= Directions for this task =
Please rewrite the rows below as a numbered list, skipping any blank lines.

= Rows from a point labeling set =
* * * * *
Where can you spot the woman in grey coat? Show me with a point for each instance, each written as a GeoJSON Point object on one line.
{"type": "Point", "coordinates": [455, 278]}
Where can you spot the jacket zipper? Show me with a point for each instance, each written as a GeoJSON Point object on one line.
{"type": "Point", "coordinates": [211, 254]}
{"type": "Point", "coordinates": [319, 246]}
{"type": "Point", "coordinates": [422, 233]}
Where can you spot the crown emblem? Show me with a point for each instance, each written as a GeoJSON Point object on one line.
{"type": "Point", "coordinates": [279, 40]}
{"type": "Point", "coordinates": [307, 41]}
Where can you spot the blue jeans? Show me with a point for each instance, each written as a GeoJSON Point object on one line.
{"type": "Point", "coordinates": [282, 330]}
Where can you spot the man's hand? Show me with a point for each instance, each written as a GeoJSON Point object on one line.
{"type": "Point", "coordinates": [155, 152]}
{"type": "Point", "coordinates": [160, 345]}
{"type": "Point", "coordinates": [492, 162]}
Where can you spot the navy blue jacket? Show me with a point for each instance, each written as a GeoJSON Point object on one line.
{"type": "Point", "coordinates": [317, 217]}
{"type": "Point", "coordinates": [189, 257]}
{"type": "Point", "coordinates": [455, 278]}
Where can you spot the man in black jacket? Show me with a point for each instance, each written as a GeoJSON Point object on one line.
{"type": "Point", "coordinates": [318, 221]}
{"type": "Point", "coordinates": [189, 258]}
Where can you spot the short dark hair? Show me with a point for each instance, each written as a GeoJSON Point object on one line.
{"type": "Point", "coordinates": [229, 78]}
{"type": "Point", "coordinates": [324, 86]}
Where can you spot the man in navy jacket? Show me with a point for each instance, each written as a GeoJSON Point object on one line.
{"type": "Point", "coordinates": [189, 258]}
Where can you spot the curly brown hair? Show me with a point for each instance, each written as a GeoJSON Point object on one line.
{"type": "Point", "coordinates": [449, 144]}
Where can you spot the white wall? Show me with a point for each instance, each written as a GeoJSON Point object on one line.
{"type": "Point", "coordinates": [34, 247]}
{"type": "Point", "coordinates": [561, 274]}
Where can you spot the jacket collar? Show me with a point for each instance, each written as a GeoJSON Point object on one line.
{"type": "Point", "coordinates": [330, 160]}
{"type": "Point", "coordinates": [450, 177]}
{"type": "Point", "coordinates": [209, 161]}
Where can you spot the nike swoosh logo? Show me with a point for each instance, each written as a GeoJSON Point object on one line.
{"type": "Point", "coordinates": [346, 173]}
* * * * *
= Written solution =
1. Where can you spot the woman in grey coat? Show me with a point for each instance, each written as a GeoJSON Point object on one line.
2. {"type": "Point", "coordinates": [455, 278]}
3. Where can you spot the jacket zipper? Show me with a point for each instance, each written as a GeoJSON Point object on one line.
4. {"type": "Point", "coordinates": [211, 254]}
5. {"type": "Point", "coordinates": [319, 246]}
6. {"type": "Point", "coordinates": [422, 233]}
7. Where can you spot the crown emblem? Show me with a point for each instance, each written as a GeoJSON Point object on one line.
8. {"type": "Point", "coordinates": [279, 40]}
9. {"type": "Point", "coordinates": [307, 41]}
10. Where can you spot the blue jeans? Show me with a point for each instance, each written as a GeoJSON Point object on one line.
11. {"type": "Point", "coordinates": [282, 330]}
12. Where can you spot the man's hand? Show me with a point for each instance, each written as a GeoJSON Point object on one line.
13. {"type": "Point", "coordinates": [155, 152]}
14. {"type": "Point", "coordinates": [160, 345]}
15. {"type": "Point", "coordinates": [492, 162]}
16. Where can you spot the navy blue jacket? Show me with a point for each instance, each written as a GeoJSON Point object on one line.
17. {"type": "Point", "coordinates": [317, 217]}
18. {"type": "Point", "coordinates": [189, 257]}
19. {"type": "Point", "coordinates": [455, 278]}
20. Where can you spot the man in black jacket? Show me with a point for each instance, each written as a GeoJSON Point object on one line.
21. {"type": "Point", "coordinates": [318, 221]}
22. {"type": "Point", "coordinates": [189, 258]}
23. Where can you spot the short dark hair? Show me with a point for each instance, each written as a GeoJSON Point object on one line.
24. {"type": "Point", "coordinates": [229, 78]}
25. {"type": "Point", "coordinates": [324, 86]}
26. Where can you spot the man in navy jacket? Show me with a point for each instance, each written as a GeoJSON Point object on one line.
27. {"type": "Point", "coordinates": [189, 258]}
28. Where can you spot the curly brown hair? Show me with a point for each instance, each written as a GeoJSON Point object on one line.
29. {"type": "Point", "coordinates": [449, 144]}
30. Where can you spot the white wall? Show me with a point for each instance, each written as a GeoJSON Point object on one line.
31. {"type": "Point", "coordinates": [34, 247]}
32. {"type": "Point", "coordinates": [561, 274]}
33. Where can you spot the jacket collar? Show me with a point for each instance, each written as a GeoJSON Point object on one line.
34. {"type": "Point", "coordinates": [330, 160]}
35. {"type": "Point", "coordinates": [450, 177]}
36. {"type": "Point", "coordinates": [209, 161]}
37. Where can you spot the nike swoosh logo? Show me with a point for each instance, each written as a GeoJSON Point object on one line.
38. {"type": "Point", "coordinates": [346, 173]}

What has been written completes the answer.